- [Task] The records that follow must be repeated verbatim, every one of them.
################
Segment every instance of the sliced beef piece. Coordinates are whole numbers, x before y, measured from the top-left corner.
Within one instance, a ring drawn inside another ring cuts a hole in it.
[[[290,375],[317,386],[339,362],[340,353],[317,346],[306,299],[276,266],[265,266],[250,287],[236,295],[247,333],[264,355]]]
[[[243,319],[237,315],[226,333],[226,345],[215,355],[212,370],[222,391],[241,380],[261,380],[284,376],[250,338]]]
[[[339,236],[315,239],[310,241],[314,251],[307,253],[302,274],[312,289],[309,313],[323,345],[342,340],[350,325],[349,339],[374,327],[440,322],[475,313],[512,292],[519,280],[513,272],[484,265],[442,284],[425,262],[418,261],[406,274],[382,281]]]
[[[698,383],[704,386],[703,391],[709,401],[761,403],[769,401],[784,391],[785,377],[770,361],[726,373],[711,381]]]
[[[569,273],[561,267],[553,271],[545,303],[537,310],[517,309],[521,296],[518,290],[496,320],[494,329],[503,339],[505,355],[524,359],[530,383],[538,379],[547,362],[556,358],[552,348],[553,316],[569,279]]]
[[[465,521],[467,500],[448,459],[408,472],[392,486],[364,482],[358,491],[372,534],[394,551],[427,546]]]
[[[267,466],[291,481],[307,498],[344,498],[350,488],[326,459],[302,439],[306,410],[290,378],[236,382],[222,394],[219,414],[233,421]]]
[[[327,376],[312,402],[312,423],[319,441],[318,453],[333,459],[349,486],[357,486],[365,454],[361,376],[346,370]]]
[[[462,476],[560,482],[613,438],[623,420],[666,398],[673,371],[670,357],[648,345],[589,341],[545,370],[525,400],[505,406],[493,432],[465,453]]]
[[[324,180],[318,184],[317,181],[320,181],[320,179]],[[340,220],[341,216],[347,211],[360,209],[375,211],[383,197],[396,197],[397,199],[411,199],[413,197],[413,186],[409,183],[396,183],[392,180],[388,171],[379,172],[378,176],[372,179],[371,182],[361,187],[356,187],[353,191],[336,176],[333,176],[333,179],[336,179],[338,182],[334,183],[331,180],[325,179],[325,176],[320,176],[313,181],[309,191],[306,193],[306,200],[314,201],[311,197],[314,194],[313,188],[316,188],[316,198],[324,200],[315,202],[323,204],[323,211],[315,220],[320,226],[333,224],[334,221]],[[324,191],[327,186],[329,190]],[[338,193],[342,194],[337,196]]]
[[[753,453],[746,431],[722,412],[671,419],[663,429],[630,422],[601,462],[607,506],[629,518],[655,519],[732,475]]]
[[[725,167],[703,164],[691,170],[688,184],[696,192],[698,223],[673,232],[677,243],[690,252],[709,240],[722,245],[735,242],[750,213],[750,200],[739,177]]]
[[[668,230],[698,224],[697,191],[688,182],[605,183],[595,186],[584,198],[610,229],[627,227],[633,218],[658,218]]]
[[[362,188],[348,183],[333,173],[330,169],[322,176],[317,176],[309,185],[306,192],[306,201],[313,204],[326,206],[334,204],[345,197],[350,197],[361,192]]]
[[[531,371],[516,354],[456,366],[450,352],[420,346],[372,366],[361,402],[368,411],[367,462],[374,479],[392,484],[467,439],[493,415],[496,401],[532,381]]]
################
- [Task answer]
Segment every instance of the sliced beef piece. Coordinates are whole numbers, x before y, measured from the top-left corner.
Within one instance, a ring drawn inside another ring cuts a hole in it.
[[[290,375],[317,386],[339,362],[340,353],[317,346],[306,299],[276,266],[265,266],[250,287],[236,295],[247,333],[264,355]]]
[[[243,319],[237,315],[226,333],[226,345],[215,355],[212,370],[222,391],[241,380],[261,380],[284,376],[250,338]]]
[[[339,236],[315,239],[310,241],[314,251],[307,253],[302,274],[312,289],[309,313],[323,345],[342,340],[350,325],[349,339],[374,327],[440,322],[475,313],[512,292],[519,280],[513,272],[484,265],[442,284],[425,262],[418,261],[406,274],[382,281]]]
[[[698,383],[704,386],[703,391],[709,401],[761,403],[769,401],[784,391],[785,377],[770,361],[726,373],[711,381]]]
[[[569,273],[561,267],[553,271],[545,303],[537,310],[517,309],[521,296],[518,290],[496,320],[494,329],[503,339],[505,355],[524,359],[530,383],[538,379],[547,362],[556,358],[552,348],[553,316],[569,279]]]
[[[465,521],[467,500],[448,459],[408,472],[392,486],[364,482],[358,491],[372,534],[394,551],[427,546]]]
[[[267,466],[291,481],[307,498],[344,498],[350,488],[326,459],[302,439],[306,410],[290,378],[236,382],[222,394],[219,414],[233,421]]]
[[[327,376],[312,402],[312,423],[319,441],[318,453],[333,459],[349,486],[357,486],[365,454],[361,376],[346,370]]]
[[[462,476],[560,482],[613,438],[623,420],[666,398],[673,371],[670,357],[648,345],[589,341],[545,370],[525,400],[505,406],[493,432],[465,453]]]
[[[324,180],[318,184],[317,181],[320,181],[320,179]],[[340,220],[341,216],[347,211],[360,209],[375,211],[383,197],[396,197],[397,199],[411,199],[413,197],[413,186],[409,183],[396,183],[392,180],[388,171],[379,172],[378,176],[372,179],[371,182],[361,187],[356,187],[353,191],[336,176],[333,176],[333,179],[336,179],[338,182],[334,183],[331,180],[325,179],[325,176],[320,176],[313,181],[309,191],[306,193],[306,200],[314,201],[311,197],[314,194],[313,188],[316,188],[316,198],[324,200],[315,202],[323,204],[323,211],[315,220],[320,226],[333,224],[334,221]],[[324,191],[327,186],[329,190]],[[338,193],[342,194],[337,196]]]
[[[753,453],[746,431],[722,412],[671,419],[663,429],[630,422],[601,462],[607,506],[629,518],[655,519],[732,475]]]
[[[725,167],[703,164],[691,170],[688,184],[696,192],[698,223],[673,232],[677,243],[690,252],[709,240],[722,245],[735,242],[750,213],[750,200],[739,177]]]
[[[668,230],[698,224],[697,191],[688,182],[605,183],[595,186],[584,198],[610,229],[627,227],[633,218],[658,218]]]
[[[362,188],[348,183],[333,173],[330,169],[322,176],[317,176],[309,185],[306,192],[306,201],[313,204],[326,206],[334,204],[345,197],[350,197],[361,192]]]
[[[531,371],[516,354],[456,366],[450,352],[420,346],[372,366],[361,402],[368,411],[367,462],[374,479],[392,484],[467,439],[493,415],[496,401],[532,381]]]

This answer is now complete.